====== Excerpted text

The Power of Personal Testimony
November 25th, 1990 @ 8:15 AM
THE POWER OF PERSONAL TESTIMONY
Dr. W. A. Criswell
11-25-90 8:15 a.m.
And welcome the throngs of you who share this hour on our great radio station, KCBI. This is the pastor bringing the message entitled The Power of Personal Testimony. It is an exposition of the first half of the fifth chapter of Mark. In our preaching through the Gospel of Mark, we have come to chapter 5. This recounts the story of the marvelous conversion of the demoniac on the eastern side of the lake, in Gadara, in Gerasa, in Decapolis. And I read the last part, beginning at verse 15 after he was so marvelously converted and saved:
They in the country came to Jesus, and see him that was possessed with the demon, and had a legion of them, sitting, clothed, in his right mind: and they were afraid.
They that saw it told them how it befell to him that was possessed with the demons, and also concerning the swine.
And they began to pray Jesus to depart out of their coasts.
And when He was come into the ship, he that had been possessed with the demon prayed Him that he might go with Him.
Howbeit Jesus suffered him not, but saith to him, You go home to thy friends, and tell them how great things the Lord hath done for thee, and hath had compassion on thee.
And he departed, and began to publish in all Decapolis how great things Jesus had done for him: and all men did marvel.
I have three areas in which to expound this marvelous, miraculous story in the fifth chapter of Mark: first, the power of personal testimony, its method; second, its place; and third, its wonderful reward.

============
====== Extracted information

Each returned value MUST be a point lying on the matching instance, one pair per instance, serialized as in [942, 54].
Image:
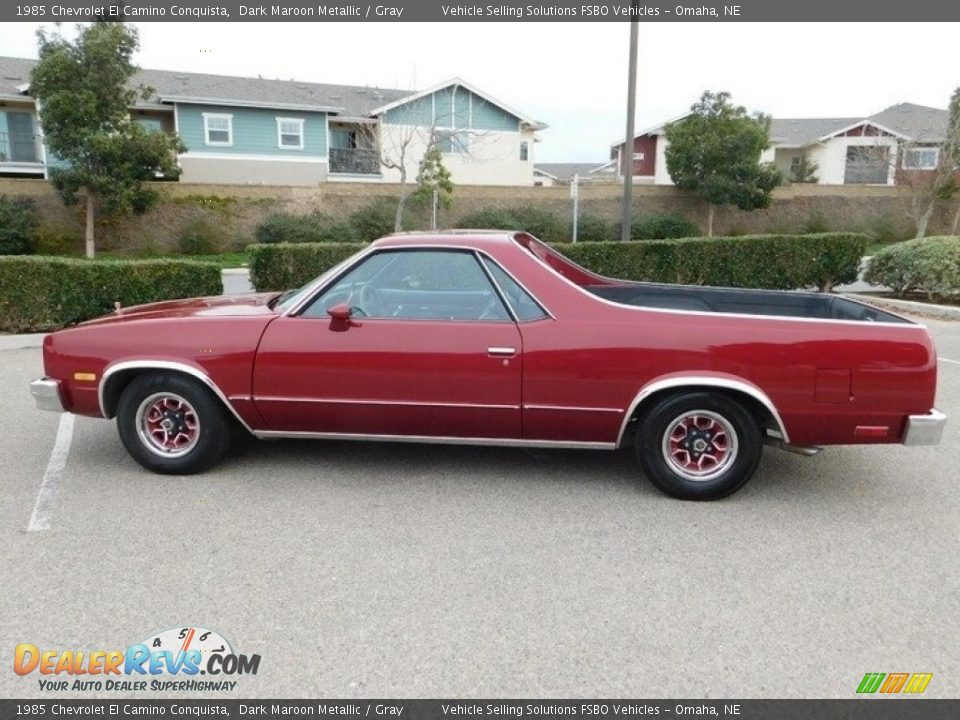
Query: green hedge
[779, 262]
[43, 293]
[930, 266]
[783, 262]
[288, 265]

============

» Brief A
Answer these questions about the sermon on personal testimony:
(i) Which radio station carried the message?
(ii) At which verse of Mark 5 does the reading begin?
(iii) What three areas does the pastor set out to expound?
» Brief B
Render this sentence from the sermon on personal testimony in Spanish: "And he departed, and began to publish in all Decapolis how great things Jesus had done for him: and all men did marvel."
» Brief C
Carry the sermon on personal testimony forward from its final sentence, beginning with the first of the three areas the pastor names.

» Task response A
(i) KCBI
(ii) Verse 15
(iii) The method of personal testimony, its place, and its wonderful reward

» Task response B
Y él se fue, y comenzó a publicar en toda Decápolis cuán grandes cosas había hecho Jesús por él; y todos se maravillaban.

» Task response C
First, its method, the power of personal testimony, chosen as the instrument of God by which His kingdom is extended in the earth. It is remarkable—it is almost unbelievable—what can be the fruit of a personal word. The fifth chapter of  Kings, the wonderful story of Naaman the leper; how gloriously he was washed and healed [2 Kings 5:1-14] all of it came about by the testimony of a little maid. She had been captured and taken out of the land of Israel; waited on Naaman’s wife [2 Kings 5:2]. And her little word of testimony, “Would God that my lord were in Israel, a prophet there who could heal him of his leprosy” [2 Kings 5 3]. Think of that; out of that one precious testimony, so brief, came that marvelous and wonderful story [2 Kings 5:4-14].
Or take again, the ninth chapter of the Book of John the blind man who was healed [John 9:1-7]. And they who led the court in Israel refused to give credit or glory to the Lord Jesus, referring to Him as a sinner [John 9:13-24]. And he replied, “Whether He be a sinner or no, I know not, but one thing I know, whereas I was blind, now I see” [John 9:25]. What do you do with a testimony like that? It is all-conclusive; it is powerful! What God has done for me!
And this is the chosen method of our Lord for the propagation of the faith and for the bringing in of the kingdom of God by our word of testimony, of faith. This is been the unchanging method of our Lord through all the years. In the first chapter of Acts, the eighth verse our Lord said, “We shall be martures, witnesses” [Acts 1:8]. That’s a legal term, martures. It referred to someone who stands in court, in a judicial setting, and testifies what he’s seen, and what he’s heard, and what he’s experienced. Our word “martyr” is that exact Greek word. The reason why it came to mean for us “martyr” was because those who testified of the grace of God laid down their lives, like Stephen [Acts 7:54-60], or like Antipas in Pergamos, in the [second] chapter of the Revelation [Revelation 2:13]. This is God’s method of extending His kingdom, our word of personal experience with the Lord Jesus.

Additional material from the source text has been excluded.